### Brano di testo

Per questo il destrier sordo a lui non riede,
Anzi più se ne va sempre veloce.
Segue Rinaldo, e d’ira si distrugge,
Ma seguitiamo Angelica che fugge.


Figurarsi se Bajardo voleva fermarsi! Il suo padrone è innamorato, dunque è matto. E

Quel destrier, ch’avea ingegno a meraviglia,


capisce quel che il suo padrone non può capire. Ecco: il senno che l’Amore toglie a gli uomini è dato dal poeta a una bestia. Nel c. II (s. 19) dice, a mo’ d’aggiunta, «il destrier ch’avea intelletto umano». Umano, sì, ma — intendiamoci — non d’uomo innamorato!

Non giurerei proprio che qui non ci sia una punta di satira. L’ironia del poeta è una sottilissima sega, che ha tanti denti, e anche quello della satira, che morde un po’ tutti, fino fino, sotto sotto, a cominciar dal cardinale Ippolito, suo padrone.

Oh gran bontà de’ cavalieri antiqui!

### Esercizio proposto 1
Aggiorna la parte del brano su Bajardo che comincia con le parole contenenti "Non giurerei proprio" e termina con "de’ cavalieri antiqui!", riscrivendola con "critica" al posto di "satira".
Le voci riportate qui sotto non hanno alcun legame con il brano su Bajardo.

[Estratti di dati su regioni etichettate]

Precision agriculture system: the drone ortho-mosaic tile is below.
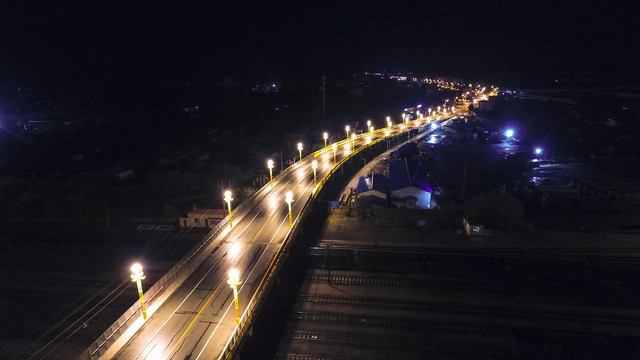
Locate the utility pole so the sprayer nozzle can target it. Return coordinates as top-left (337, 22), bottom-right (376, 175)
top-left (462, 150), bottom-right (467, 200)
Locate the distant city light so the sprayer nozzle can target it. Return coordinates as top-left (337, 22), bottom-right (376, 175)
top-left (504, 129), bottom-right (514, 138)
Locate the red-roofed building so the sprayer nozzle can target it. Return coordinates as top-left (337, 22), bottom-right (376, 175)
top-left (180, 209), bottom-right (227, 229)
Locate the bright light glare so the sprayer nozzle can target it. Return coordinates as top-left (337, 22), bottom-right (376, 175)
top-left (229, 268), bottom-right (240, 282)
top-left (229, 242), bottom-right (242, 259)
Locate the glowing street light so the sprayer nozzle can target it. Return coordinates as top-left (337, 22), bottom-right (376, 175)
top-left (131, 263), bottom-right (147, 320)
top-left (224, 190), bottom-right (233, 228)
top-left (267, 159), bottom-right (273, 187)
top-left (227, 268), bottom-right (242, 325)
top-left (331, 144), bottom-right (338, 165)
top-left (284, 191), bottom-right (293, 229)
top-left (311, 160), bottom-right (318, 187)
top-left (504, 129), bottom-right (514, 139)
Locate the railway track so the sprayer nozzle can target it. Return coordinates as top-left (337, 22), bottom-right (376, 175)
top-left (293, 311), bottom-right (511, 337)
top-left (298, 295), bottom-right (640, 330)
top-left (277, 330), bottom-right (511, 359)
top-left (311, 240), bottom-right (640, 266)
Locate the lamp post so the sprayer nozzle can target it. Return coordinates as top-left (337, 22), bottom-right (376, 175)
top-left (311, 160), bottom-right (318, 187)
top-left (224, 190), bottom-right (233, 228)
top-left (227, 269), bottom-right (242, 325)
top-left (131, 263), bottom-right (147, 320)
top-left (267, 159), bottom-right (273, 187)
top-left (331, 144), bottom-right (338, 165)
top-left (284, 191), bottom-right (293, 229)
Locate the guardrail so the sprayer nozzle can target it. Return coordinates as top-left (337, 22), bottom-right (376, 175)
top-left (77, 158), bottom-right (300, 360)
top-left (218, 124), bottom-right (420, 360)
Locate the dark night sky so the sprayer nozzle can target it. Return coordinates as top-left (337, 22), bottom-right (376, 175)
top-left (0, 0), bottom-right (640, 88)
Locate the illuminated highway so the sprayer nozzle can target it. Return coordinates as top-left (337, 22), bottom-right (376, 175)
top-left (102, 112), bottom-right (456, 360)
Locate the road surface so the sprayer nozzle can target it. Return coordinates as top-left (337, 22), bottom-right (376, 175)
top-left (103, 114), bottom-right (452, 360)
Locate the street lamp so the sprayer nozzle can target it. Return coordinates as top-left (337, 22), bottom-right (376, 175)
top-left (131, 263), bottom-right (147, 320)
top-left (311, 160), bottom-right (318, 187)
top-left (504, 129), bottom-right (514, 139)
top-left (227, 268), bottom-right (242, 325)
top-left (284, 191), bottom-right (293, 229)
top-left (331, 144), bottom-right (338, 165)
top-left (224, 190), bottom-right (233, 228)
top-left (267, 159), bottom-right (273, 187)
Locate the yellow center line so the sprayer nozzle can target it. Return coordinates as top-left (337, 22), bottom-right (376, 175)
top-left (165, 214), bottom-right (269, 359)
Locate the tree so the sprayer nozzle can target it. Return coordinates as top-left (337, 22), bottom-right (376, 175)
top-left (465, 189), bottom-right (524, 230)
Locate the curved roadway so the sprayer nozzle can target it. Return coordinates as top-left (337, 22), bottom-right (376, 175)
top-left (111, 114), bottom-right (450, 360)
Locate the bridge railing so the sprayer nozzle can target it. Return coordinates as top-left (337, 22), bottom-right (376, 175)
top-left (77, 123), bottom-right (426, 360)
top-left (77, 155), bottom-right (298, 360)
top-left (218, 125), bottom-right (405, 360)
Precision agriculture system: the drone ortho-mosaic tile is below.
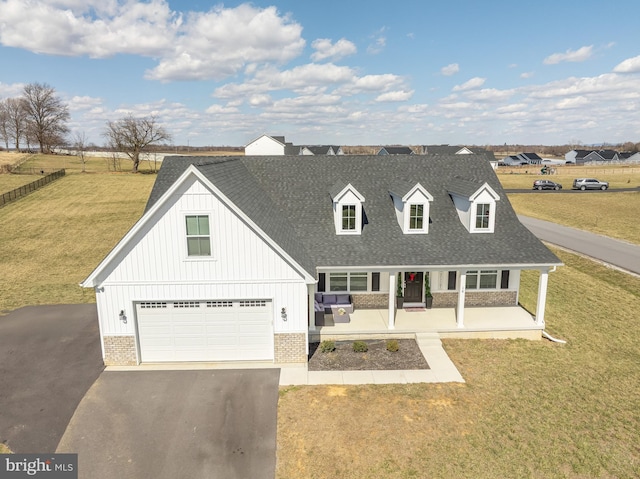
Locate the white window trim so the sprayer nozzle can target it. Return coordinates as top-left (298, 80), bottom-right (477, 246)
top-left (339, 203), bottom-right (362, 235)
top-left (404, 202), bottom-right (429, 234)
top-left (465, 269), bottom-right (502, 291)
top-left (180, 211), bottom-right (216, 261)
top-left (469, 200), bottom-right (496, 233)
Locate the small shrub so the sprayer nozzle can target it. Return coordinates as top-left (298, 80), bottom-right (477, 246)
top-left (353, 341), bottom-right (369, 353)
top-left (387, 339), bottom-right (400, 353)
top-left (320, 340), bottom-right (336, 353)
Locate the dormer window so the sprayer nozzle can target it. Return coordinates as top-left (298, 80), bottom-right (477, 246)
top-left (447, 177), bottom-right (500, 233)
top-left (329, 182), bottom-right (364, 235)
top-left (389, 181), bottom-right (433, 234)
top-left (342, 205), bottom-right (356, 232)
top-left (476, 203), bottom-right (491, 229)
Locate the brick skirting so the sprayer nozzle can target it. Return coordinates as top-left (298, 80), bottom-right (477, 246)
top-left (351, 293), bottom-right (389, 310)
top-left (433, 291), bottom-right (518, 308)
top-left (274, 333), bottom-right (307, 363)
top-left (104, 336), bottom-right (138, 366)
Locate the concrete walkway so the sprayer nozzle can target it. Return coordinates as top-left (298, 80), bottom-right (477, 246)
top-left (106, 333), bottom-right (464, 386)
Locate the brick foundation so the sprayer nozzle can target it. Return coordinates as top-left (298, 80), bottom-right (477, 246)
top-left (433, 291), bottom-right (518, 308)
top-left (104, 336), bottom-right (138, 366)
top-left (274, 333), bottom-right (307, 363)
top-left (351, 293), bottom-right (389, 310)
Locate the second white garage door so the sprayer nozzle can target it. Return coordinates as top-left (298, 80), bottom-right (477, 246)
top-left (136, 300), bottom-right (273, 362)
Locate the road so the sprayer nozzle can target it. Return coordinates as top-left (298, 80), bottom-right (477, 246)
top-left (518, 215), bottom-right (640, 275)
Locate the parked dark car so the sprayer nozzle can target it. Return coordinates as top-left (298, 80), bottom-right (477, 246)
top-left (533, 180), bottom-right (562, 191)
top-left (573, 178), bottom-right (609, 191)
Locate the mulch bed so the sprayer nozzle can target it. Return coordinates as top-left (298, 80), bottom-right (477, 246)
top-left (309, 339), bottom-right (429, 371)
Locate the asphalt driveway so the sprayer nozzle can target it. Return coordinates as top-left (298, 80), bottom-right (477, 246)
top-left (57, 369), bottom-right (280, 479)
top-left (0, 304), bottom-right (104, 453)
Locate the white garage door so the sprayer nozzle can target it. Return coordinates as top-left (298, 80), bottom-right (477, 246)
top-left (136, 300), bottom-right (273, 362)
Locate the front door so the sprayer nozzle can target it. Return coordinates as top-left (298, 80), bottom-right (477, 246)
top-left (404, 273), bottom-right (424, 303)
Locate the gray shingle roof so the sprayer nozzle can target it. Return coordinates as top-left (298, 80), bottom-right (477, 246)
top-left (147, 155), bottom-right (561, 275)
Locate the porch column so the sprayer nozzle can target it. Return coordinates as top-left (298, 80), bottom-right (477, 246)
top-left (307, 284), bottom-right (316, 331)
top-left (388, 273), bottom-right (397, 329)
top-left (456, 271), bottom-right (467, 328)
top-left (536, 270), bottom-right (549, 326)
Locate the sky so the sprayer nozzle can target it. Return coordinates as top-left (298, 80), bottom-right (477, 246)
top-left (0, 0), bottom-right (640, 146)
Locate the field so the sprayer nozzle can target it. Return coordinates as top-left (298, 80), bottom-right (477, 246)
top-left (0, 158), bottom-right (640, 479)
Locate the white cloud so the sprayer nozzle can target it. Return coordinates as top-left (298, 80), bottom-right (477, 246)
top-left (375, 90), bottom-right (414, 102)
top-left (544, 45), bottom-right (593, 65)
top-left (367, 27), bottom-right (387, 55)
top-left (453, 77), bottom-right (487, 91)
top-left (147, 4), bottom-right (305, 81)
top-left (0, 0), bottom-right (304, 81)
top-left (0, 0), bottom-right (182, 58)
top-left (311, 38), bottom-right (358, 62)
top-left (440, 63), bottom-right (460, 77)
top-left (613, 56), bottom-right (640, 73)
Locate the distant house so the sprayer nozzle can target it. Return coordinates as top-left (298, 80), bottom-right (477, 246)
top-left (299, 145), bottom-right (344, 155)
top-left (500, 155), bottom-right (529, 166)
top-left (378, 146), bottom-right (414, 155)
top-left (584, 150), bottom-right (620, 162)
top-left (518, 153), bottom-right (542, 165)
top-left (244, 135), bottom-right (300, 156)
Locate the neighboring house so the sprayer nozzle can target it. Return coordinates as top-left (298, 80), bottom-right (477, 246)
top-left (244, 135), bottom-right (300, 156)
top-left (501, 155), bottom-right (529, 166)
top-left (583, 150), bottom-right (619, 163)
top-left (517, 153), bottom-right (542, 165)
top-left (378, 146), bottom-right (414, 155)
top-left (564, 150), bottom-right (593, 164)
top-left (300, 145), bottom-right (344, 155)
top-left (82, 155), bottom-right (561, 365)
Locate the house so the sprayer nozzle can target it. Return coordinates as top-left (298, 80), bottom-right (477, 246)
top-left (244, 135), bottom-right (300, 156)
top-left (300, 145), bottom-right (344, 155)
top-left (81, 155), bottom-right (561, 365)
top-left (517, 153), bottom-right (542, 165)
top-left (583, 150), bottom-right (619, 163)
top-left (501, 155), bottom-right (529, 166)
top-left (378, 146), bottom-right (414, 155)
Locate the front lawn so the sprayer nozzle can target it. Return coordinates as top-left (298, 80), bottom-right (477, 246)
top-left (0, 173), bottom-right (155, 311)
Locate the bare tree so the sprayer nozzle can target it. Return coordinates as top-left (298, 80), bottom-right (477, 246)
top-left (104, 115), bottom-right (171, 173)
top-left (73, 131), bottom-right (87, 173)
top-left (23, 83), bottom-right (69, 153)
top-left (6, 98), bottom-right (27, 152)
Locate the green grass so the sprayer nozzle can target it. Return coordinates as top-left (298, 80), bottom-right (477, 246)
top-left (0, 173), bottom-right (155, 311)
top-left (277, 251), bottom-right (640, 478)
top-left (509, 191), bottom-right (640, 244)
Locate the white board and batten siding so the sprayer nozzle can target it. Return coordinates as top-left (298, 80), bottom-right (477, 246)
top-left (96, 177), bottom-right (308, 352)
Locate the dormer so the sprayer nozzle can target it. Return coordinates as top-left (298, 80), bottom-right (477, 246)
top-left (447, 177), bottom-right (500, 233)
top-left (389, 181), bottom-right (433, 234)
top-left (329, 182), bottom-right (364, 235)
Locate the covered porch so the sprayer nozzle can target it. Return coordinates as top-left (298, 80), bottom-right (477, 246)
top-left (309, 306), bottom-right (544, 342)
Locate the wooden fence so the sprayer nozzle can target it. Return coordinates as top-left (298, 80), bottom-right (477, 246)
top-left (0, 169), bottom-right (65, 208)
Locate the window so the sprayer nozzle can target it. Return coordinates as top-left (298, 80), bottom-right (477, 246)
top-left (409, 205), bottom-right (424, 230)
top-left (476, 203), bottom-right (491, 229)
top-left (342, 205), bottom-right (356, 231)
top-left (466, 269), bottom-right (498, 289)
top-left (186, 215), bottom-right (211, 256)
top-left (329, 273), bottom-right (368, 291)
top-left (349, 273), bottom-right (367, 291)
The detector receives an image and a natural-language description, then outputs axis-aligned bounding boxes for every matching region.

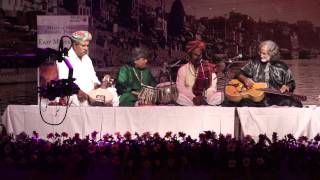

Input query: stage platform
[2,105,320,139]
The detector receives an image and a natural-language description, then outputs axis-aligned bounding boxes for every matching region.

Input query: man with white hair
[236,40,302,107]
[57,31,117,106]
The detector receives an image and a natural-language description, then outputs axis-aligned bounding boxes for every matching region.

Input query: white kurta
[176,63,223,106]
[57,48,100,106]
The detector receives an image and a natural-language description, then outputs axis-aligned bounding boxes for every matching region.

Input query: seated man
[57,31,118,106]
[176,40,223,106]
[236,40,302,107]
[116,48,157,106]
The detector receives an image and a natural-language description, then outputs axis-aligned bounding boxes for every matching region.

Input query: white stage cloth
[237,107,320,139]
[2,105,235,138]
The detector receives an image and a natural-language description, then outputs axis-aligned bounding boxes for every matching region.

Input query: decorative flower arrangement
[0,126,320,179]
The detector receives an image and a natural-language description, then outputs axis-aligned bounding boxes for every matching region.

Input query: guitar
[225,79,307,102]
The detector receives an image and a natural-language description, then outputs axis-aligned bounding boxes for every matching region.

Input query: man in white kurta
[57,31,119,106]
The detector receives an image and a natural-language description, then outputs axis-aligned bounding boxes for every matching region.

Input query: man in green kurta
[116,48,157,106]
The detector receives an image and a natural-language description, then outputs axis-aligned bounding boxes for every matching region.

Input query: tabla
[157,82,178,104]
[138,85,158,105]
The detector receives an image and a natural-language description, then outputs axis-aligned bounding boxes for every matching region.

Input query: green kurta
[117,65,157,106]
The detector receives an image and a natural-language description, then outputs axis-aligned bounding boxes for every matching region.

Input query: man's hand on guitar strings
[244,78,254,88]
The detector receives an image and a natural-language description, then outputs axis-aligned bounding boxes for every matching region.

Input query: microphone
[228,53,243,63]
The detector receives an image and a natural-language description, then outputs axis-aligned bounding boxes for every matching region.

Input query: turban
[71,31,92,42]
[186,40,206,53]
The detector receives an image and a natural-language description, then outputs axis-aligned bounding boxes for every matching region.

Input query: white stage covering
[237,107,320,139]
[2,105,235,138]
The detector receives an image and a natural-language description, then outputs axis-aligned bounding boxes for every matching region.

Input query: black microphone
[228,54,243,63]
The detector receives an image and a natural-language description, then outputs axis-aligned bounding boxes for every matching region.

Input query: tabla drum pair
[138,82,178,105]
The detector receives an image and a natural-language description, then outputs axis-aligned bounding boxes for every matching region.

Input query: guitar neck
[257,88,307,101]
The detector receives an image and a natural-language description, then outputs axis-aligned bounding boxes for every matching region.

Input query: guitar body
[225,79,268,102]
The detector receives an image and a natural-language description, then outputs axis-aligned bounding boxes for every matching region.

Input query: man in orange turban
[176,40,223,106]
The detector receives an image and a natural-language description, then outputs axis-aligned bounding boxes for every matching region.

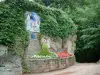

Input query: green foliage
[38,44,51,56]
[0,3,28,56]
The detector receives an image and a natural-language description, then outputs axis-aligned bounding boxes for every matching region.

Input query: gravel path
[24,63,100,75]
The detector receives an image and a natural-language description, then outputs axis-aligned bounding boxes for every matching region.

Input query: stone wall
[41,35,77,55]
[0,45,22,75]
[27,56,75,73]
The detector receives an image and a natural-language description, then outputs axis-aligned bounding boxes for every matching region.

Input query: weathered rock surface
[26,56,75,73]
[0,55,22,75]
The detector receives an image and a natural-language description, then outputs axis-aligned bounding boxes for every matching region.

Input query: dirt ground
[24,63,100,75]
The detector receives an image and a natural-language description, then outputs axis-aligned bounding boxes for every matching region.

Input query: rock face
[27,56,75,73]
[0,56,22,75]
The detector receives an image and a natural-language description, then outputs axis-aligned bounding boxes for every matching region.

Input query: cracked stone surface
[24,63,100,75]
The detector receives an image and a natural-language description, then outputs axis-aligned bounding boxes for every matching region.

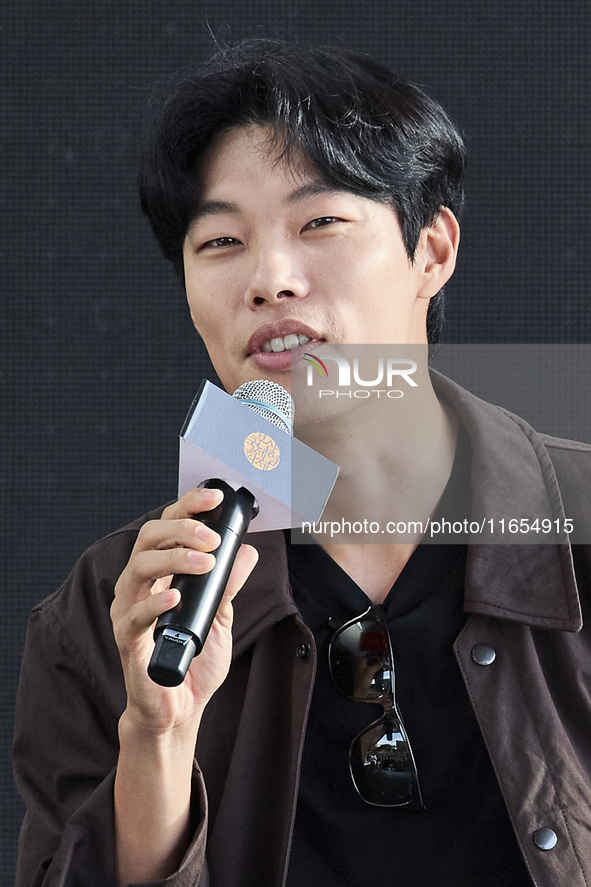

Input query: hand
[111,488,258,735]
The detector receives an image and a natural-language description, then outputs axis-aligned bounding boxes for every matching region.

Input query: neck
[299,365,457,602]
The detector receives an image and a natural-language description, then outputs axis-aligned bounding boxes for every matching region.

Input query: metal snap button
[533,828,558,850]
[472,644,497,665]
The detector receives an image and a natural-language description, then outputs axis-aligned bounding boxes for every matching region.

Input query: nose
[245,246,310,308]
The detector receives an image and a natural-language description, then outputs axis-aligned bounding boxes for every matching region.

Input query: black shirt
[287,428,532,887]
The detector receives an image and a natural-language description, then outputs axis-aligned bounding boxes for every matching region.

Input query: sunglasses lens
[329,613,392,701]
[349,713,423,811]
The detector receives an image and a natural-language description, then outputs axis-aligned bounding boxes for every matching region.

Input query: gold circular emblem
[244,431,280,471]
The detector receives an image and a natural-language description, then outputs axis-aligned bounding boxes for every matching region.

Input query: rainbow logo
[302,351,328,376]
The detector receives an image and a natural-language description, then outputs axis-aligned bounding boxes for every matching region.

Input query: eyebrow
[190,179,348,227]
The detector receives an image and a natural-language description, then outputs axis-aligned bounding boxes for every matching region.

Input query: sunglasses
[328,604,425,812]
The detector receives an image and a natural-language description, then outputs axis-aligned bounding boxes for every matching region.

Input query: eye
[200,237,240,250]
[303,216,344,231]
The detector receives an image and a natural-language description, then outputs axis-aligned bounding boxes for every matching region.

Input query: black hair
[138,39,465,343]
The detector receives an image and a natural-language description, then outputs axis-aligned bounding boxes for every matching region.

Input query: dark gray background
[0,0,591,883]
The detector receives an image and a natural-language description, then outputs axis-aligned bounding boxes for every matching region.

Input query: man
[15,41,591,887]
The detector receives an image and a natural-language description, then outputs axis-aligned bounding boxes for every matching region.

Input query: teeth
[261,333,310,354]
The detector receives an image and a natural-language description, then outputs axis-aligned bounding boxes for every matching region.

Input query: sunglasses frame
[328,604,425,813]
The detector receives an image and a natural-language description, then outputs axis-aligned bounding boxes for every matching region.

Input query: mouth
[261,333,312,354]
[246,318,326,359]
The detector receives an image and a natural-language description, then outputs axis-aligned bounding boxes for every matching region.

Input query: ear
[415,206,460,299]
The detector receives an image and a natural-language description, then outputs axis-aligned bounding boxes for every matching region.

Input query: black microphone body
[148,478,258,687]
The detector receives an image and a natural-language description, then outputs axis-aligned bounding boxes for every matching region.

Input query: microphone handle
[148,478,258,687]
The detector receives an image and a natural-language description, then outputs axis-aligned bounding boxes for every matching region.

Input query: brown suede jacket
[15,377,591,887]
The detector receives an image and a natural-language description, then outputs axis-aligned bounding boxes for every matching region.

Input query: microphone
[148,379,294,687]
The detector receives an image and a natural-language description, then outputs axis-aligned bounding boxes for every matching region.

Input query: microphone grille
[232,379,295,434]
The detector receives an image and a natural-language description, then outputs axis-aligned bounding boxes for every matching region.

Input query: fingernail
[187,551,215,567]
[195,524,220,545]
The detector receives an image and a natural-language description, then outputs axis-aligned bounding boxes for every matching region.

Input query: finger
[162,487,224,520]
[225,545,259,601]
[132,517,221,554]
[115,548,215,606]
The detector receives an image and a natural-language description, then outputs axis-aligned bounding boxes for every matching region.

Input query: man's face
[183,125,449,392]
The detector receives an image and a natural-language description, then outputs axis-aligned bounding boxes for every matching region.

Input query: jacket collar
[234,371,582,655]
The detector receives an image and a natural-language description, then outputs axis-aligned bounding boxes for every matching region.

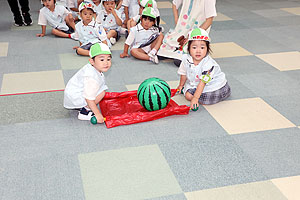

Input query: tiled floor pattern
[0,0,300,200]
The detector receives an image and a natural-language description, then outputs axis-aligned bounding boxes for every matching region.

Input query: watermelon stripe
[148,87,153,111]
[140,88,146,108]
[157,85,170,105]
[153,85,166,110]
[159,81,171,94]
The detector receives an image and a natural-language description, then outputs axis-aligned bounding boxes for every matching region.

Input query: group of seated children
[64,27,231,123]
[37,0,163,64]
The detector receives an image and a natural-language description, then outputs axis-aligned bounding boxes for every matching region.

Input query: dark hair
[142,15,156,24]
[187,40,212,55]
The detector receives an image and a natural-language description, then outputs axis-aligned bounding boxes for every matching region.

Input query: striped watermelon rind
[137,78,171,111]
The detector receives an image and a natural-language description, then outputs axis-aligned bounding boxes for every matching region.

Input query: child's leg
[76,47,90,56]
[185,92,194,101]
[106,30,117,39]
[65,13,75,30]
[150,33,164,51]
[130,48,150,60]
[51,28,69,38]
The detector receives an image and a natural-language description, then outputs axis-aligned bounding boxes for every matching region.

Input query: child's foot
[78,107,94,120]
[148,53,159,64]
[14,15,24,26]
[23,13,33,26]
[109,37,117,45]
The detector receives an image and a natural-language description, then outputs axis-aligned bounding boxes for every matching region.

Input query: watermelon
[137,78,171,111]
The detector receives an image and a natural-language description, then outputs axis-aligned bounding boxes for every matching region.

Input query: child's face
[43,0,55,9]
[103,1,116,13]
[80,8,94,25]
[190,40,207,64]
[93,0,100,6]
[141,17,155,30]
[90,54,111,72]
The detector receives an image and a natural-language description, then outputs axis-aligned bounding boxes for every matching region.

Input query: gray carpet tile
[159,136,268,192]
[0,92,69,124]
[233,128,300,178]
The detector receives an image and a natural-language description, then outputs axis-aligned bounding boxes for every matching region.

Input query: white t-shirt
[173,0,217,18]
[122,0,140,19]
[96,9,122,30]
[125,23,159,48]
[71,20,107,45]
[177,54,227,94]
[38,5,70,31]
[64,64,108,109]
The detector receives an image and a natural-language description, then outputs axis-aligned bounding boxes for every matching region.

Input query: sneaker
[78,107,95,120]
[109,38,117,45]
[148,54,159,64]
[15,15,24,26]
[23,13,33,26]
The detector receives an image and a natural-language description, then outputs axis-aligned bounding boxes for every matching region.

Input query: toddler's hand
[36,33,45,37]
[120,52,130,58]
[191,97,199,109]
[176,85,183,94]
[95,115,104,124]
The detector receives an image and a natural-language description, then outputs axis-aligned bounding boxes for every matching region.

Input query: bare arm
[177,75,186,93]
[120,44,129,58]
[172,4,178,25]
[36,25,46,37]
[200,17,214,30]
[191,81,205,108]
[111,9,122,26]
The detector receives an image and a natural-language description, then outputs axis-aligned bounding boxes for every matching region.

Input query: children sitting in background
[122,0,140,25]
[71,2,107,56]
[64,43,111,123]
[120,7,164,64]
[127,0,160,33]
[177,28,231,108]
[36,0,75,38]
[67,0,79,21]
[96,0,123,44]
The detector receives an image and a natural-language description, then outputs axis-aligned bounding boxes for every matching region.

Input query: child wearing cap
[127,0,160,33]
[177,28,231,108]
[36,0,75,38]
[71,2,107,56]
[120,7,164,64]
[64,43,111,123]
[96,0,123,44]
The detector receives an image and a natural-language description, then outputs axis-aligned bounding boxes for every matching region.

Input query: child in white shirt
[96,0,123,44]
[64,43,111,123]
[71,2,107,56]
[36,0,75,38]
[120,7,164,64]
[127,0,160,33]
[177,28,231,109]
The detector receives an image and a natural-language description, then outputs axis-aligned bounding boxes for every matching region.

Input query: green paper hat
[90,43,111,58]
[189,28,210,42]
[140,0,153,8]
[142,7,156,19]
[78,1,96,12]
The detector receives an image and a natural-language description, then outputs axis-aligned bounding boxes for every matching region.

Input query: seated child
[120,7,164,64]
[36,0,75,38]
[64,43,111,123]
[127,0,160,33]
[177,28,231,108]
[67,0,79,21]
[122,0,140,27]
[71,2,107,56]
[96,0,123,44]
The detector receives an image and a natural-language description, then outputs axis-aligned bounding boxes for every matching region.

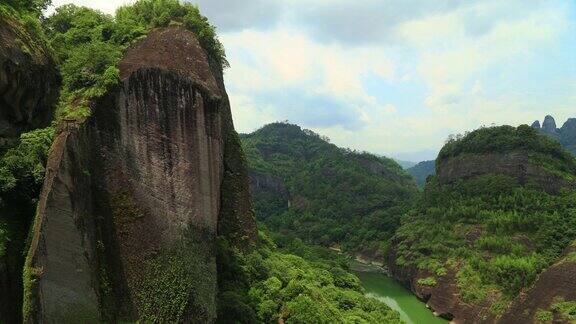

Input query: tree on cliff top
[5,0,52,16]
[42,0,228,118]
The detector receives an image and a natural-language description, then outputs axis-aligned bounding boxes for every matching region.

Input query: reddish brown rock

### Esercizio proposto 2
Disponi in una tabella Markdown le righe delle voci dall'inizio fino alla riga che contiene "top-left (229, 242), bottom-right (242, 259)", entrambe incluse, con una colonna "N." per il numero di riga e una colonna "Testo" per la riga. Salta le righe vuote e lascia fuori le immagini.

### Risposta scritta 1
Non giurerei proprio che qui non ci sia una punta di critica. L’ironia del poeta è una sottilissima sega, che ha tanti denti, e anche quello della critica, che morde un po’ tutti, fino fino, sotto sotto, a cominciar dal cardinale Ippolito, suo padrone.

Oh gran bontà de’ cavalieri antiqui!

### Risposta scritta 2
| N. | Testo |
|---|---|
| 1 | Precision agriculture system: the drone ortho-mosaic tile is below. |
| 2 | Locate the utility pole so the sprayer nozzle can target it. Return coordinates as top-left (337, 22), bottom-right (376, 175) |
| 3 | top-left (462, 150), bottom-right (467, 200) |
| 4 | Locate the distant city light so the sprayer nozzle can target it. Return coordinates as top-left (337, 22), bottom-right (376, 175) |
| 5 | top-left (504, 129), bottom-right (514, 138) |
| 6 | Locate the red-roofed building so the sprayer nozzle can target it. Return coordinates as top-left (337, 22), bottom-right (376, 175) |
| 7 | top-left (180, 209), bottom-right (227, 229) |
| 8 | Locate the bright light glare so the sprayer nozzle can target it. Return coordinates as top-left (337, 22), bottom-right (376, 175) |
| 9 | top-left (229, 268), bottom-right (240, 282) |
| 10 | top-left (229, 242), bottom-right (242, 259) |